*** Supplied material ***
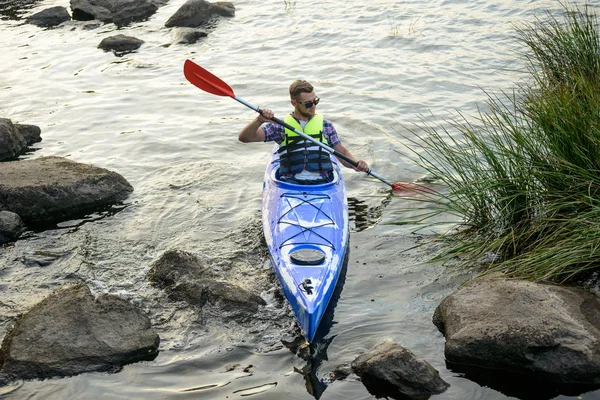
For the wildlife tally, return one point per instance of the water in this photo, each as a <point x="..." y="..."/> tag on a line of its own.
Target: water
***
*** Supplied material ***
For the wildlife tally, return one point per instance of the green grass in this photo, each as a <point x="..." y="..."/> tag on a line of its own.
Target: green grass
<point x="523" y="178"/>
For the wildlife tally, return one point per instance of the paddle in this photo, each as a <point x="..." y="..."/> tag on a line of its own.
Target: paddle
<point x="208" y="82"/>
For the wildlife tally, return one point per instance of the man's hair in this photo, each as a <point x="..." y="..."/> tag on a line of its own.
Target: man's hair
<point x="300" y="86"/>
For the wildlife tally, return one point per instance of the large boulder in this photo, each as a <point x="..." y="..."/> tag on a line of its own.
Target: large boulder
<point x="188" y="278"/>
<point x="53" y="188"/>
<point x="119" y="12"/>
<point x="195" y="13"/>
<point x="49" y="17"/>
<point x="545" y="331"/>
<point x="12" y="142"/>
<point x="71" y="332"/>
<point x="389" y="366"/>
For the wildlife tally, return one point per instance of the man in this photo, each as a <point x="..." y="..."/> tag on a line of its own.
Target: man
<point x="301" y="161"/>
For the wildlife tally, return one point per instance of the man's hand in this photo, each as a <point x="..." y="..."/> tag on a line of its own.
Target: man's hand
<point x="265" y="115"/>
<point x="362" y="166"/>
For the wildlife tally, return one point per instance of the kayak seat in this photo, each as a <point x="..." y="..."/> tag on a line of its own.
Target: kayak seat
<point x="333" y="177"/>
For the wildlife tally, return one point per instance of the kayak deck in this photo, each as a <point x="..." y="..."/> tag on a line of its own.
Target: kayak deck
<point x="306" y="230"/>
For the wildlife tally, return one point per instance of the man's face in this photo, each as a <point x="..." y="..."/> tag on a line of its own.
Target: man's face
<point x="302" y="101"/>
***
*** Supplied material ***
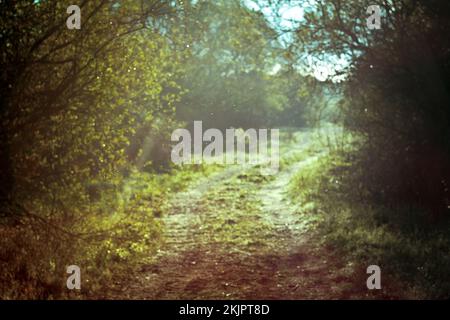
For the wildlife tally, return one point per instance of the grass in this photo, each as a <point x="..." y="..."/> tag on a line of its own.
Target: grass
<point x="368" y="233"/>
***
◆ Problem description
Identify every line in the records above that contains the word "green", and copy each one in full.

◆ Result of this task
For the wildlife tally, return one point per instance of the green grass in this photo, each as a <point x="..." y="..."/> tag on a line of its own.
Target: green grass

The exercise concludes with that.